Render the lines below, from the line containing "[locate] the dryer pedestal" through the end of the records, as a JSON list of strings with one string per line and blank lines omitted.

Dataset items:
_____
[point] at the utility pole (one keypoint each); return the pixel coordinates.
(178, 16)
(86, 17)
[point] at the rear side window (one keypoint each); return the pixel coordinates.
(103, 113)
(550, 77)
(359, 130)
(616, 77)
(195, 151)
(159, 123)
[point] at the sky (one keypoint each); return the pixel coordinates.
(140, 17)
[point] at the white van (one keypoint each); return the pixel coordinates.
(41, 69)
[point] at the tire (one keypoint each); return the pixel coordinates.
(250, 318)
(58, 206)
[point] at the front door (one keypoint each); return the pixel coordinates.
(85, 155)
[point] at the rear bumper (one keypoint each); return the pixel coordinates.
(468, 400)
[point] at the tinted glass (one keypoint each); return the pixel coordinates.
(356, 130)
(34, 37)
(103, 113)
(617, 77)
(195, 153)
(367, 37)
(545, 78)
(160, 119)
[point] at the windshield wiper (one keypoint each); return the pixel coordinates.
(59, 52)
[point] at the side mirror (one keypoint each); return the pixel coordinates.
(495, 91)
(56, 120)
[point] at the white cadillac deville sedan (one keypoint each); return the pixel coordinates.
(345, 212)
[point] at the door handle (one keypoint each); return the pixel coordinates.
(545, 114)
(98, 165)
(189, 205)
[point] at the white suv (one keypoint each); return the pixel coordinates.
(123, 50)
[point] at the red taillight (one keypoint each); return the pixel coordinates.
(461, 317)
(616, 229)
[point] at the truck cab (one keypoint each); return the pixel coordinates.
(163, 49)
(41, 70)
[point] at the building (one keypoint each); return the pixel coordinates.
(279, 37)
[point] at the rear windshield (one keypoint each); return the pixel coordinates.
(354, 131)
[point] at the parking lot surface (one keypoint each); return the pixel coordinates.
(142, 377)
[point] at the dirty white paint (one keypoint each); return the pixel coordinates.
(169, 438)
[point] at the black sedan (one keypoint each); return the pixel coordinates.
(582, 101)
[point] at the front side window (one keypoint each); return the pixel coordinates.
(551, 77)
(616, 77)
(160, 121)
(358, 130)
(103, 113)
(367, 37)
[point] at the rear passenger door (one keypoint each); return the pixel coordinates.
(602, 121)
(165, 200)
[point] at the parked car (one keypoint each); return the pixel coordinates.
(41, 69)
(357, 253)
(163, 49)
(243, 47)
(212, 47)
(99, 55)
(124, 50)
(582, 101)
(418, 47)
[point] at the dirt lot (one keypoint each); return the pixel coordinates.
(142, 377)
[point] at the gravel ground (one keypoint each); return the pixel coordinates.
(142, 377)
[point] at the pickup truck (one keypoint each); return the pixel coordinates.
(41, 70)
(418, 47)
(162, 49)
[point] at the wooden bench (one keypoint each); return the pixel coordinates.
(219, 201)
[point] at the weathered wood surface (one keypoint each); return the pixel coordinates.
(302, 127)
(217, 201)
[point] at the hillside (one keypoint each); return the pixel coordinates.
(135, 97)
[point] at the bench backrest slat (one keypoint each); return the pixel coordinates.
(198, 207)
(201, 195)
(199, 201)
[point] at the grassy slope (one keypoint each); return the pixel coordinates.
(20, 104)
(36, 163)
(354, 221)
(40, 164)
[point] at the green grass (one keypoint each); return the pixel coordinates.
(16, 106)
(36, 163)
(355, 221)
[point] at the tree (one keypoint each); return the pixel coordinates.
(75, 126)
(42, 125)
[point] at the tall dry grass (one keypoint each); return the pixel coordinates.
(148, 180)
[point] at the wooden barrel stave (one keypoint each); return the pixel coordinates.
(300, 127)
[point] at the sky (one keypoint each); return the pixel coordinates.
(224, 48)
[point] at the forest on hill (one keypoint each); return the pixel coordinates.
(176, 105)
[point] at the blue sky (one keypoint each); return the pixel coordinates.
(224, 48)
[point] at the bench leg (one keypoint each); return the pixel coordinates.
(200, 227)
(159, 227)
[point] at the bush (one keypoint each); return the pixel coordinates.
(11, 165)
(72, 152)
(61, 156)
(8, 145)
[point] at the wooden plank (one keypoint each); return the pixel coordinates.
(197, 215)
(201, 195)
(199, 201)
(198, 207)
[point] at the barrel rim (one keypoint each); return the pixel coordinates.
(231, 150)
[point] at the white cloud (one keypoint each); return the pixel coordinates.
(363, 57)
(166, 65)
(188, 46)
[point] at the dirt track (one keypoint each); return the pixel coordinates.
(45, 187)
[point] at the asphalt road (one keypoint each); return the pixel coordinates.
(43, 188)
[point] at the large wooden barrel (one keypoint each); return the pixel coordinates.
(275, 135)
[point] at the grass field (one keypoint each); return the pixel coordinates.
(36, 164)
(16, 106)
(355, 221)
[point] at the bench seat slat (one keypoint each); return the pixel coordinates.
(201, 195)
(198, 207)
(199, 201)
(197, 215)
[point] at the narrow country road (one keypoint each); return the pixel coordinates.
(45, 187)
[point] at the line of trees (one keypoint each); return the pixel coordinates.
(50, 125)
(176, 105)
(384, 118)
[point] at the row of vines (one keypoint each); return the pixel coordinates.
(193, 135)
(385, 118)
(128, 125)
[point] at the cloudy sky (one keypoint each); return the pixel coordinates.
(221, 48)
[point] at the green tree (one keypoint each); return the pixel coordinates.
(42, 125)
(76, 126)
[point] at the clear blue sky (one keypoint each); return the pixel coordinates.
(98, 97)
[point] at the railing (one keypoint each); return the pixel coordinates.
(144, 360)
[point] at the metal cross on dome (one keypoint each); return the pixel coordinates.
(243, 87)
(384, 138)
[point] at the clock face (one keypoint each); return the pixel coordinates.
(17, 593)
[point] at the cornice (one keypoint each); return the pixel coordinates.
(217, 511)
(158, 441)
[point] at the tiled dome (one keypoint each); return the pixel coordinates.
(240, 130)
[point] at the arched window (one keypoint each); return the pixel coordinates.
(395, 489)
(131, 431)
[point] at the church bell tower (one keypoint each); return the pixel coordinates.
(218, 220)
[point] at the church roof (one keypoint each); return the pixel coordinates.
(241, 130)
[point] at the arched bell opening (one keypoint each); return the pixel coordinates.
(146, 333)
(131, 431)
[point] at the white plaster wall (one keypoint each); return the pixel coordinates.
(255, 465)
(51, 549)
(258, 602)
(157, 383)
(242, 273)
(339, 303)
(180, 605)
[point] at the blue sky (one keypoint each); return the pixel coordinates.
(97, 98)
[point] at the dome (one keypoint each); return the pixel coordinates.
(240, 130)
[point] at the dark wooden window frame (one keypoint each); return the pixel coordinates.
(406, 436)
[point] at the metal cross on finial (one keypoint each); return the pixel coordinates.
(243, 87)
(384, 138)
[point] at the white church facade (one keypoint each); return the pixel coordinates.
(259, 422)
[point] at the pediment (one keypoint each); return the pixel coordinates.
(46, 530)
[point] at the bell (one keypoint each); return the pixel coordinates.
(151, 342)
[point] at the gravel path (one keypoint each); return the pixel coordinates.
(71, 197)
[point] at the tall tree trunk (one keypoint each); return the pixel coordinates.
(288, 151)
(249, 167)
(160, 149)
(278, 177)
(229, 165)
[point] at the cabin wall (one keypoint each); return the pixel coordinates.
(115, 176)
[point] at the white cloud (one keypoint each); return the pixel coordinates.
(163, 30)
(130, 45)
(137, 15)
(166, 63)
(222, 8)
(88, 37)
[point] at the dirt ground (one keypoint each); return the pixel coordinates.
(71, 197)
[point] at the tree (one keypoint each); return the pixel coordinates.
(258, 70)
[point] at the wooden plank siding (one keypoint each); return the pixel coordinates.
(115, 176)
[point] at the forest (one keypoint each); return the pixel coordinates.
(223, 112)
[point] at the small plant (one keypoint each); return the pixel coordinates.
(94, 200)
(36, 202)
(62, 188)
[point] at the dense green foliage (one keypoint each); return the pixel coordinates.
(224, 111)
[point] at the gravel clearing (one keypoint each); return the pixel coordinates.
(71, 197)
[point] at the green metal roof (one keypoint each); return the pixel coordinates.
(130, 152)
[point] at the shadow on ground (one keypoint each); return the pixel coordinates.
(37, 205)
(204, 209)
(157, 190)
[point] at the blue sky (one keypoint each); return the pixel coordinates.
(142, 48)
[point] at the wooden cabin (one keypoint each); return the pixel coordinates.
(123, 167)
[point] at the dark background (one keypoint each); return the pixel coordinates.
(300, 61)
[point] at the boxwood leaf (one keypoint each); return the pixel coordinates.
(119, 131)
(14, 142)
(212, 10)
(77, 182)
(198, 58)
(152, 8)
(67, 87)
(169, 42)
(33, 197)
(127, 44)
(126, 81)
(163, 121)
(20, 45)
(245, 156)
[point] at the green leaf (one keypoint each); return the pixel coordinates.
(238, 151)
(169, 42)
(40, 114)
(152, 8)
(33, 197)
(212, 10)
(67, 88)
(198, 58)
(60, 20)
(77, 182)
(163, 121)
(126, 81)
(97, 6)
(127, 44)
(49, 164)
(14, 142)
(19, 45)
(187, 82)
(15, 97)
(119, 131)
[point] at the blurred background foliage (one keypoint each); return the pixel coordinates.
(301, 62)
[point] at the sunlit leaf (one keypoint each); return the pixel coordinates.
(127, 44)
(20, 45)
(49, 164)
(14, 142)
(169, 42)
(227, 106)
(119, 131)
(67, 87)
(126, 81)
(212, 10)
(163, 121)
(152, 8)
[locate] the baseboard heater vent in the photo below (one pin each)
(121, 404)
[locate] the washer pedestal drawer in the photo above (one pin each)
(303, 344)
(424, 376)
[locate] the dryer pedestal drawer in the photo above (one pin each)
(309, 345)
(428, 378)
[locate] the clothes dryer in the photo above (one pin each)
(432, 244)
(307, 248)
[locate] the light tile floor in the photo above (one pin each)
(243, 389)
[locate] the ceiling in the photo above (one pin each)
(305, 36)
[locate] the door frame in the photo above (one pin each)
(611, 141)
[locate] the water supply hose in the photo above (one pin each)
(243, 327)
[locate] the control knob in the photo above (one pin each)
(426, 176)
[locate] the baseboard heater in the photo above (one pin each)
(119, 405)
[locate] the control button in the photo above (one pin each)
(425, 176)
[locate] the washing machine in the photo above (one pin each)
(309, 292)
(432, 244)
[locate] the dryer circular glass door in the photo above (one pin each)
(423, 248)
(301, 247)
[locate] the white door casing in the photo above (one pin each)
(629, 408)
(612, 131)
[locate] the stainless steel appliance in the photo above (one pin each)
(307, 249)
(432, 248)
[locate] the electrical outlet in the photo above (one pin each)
_____
Task response:
[
  "[locate] the dryer pedestal drawer in the photo above (one pin each)",
  "(309, 345)",
  "(428, 378)",
  "[locate] the clothes dryer in the photo above (one pin each)",
  "(432, 244)",
  "(307, 248)",
  "[locate] the light tile floor in the photo above (one pin each)",
  "(243, 389)",
  "[locate] the ceiling in the photo above (one pin each)",
  "(305, 36)",
  "[locate] the door frame in the photo above (one pin each)",
  "(611, 141)",
  "[locate] the water supply hose in the photo above (one pin each)",
  "(243, 327)",
  "[locate] the control knob in the photo above (one pin each)",
  "(426, 176)",
  "[locate] the baseboard heater in the photo above (one pin each)",
  "(119, 405)",
  "[locate] the control button in the photo above (one pin each)",
  "(425, 176)",
  "[locate] the washing machine in the photo above (one pin each)",
  "(309, 292)",
  "(432, 244)",
  "[locate] the dryer circular glass door in the photo above (one pin each)",
  "(423, 248)",
  "(301, 247)",
  "[locate] the white door casing in the photo above (one pin each)",
  "(629, 408)",
  "(612, 131)",
  "[locate] the stainless steel appliance in the photo above (one pin each)",
  "(307, 249)",
  "(432, 248)",
  "[locate] the electrical outlet in the photo above (one pin each)"
]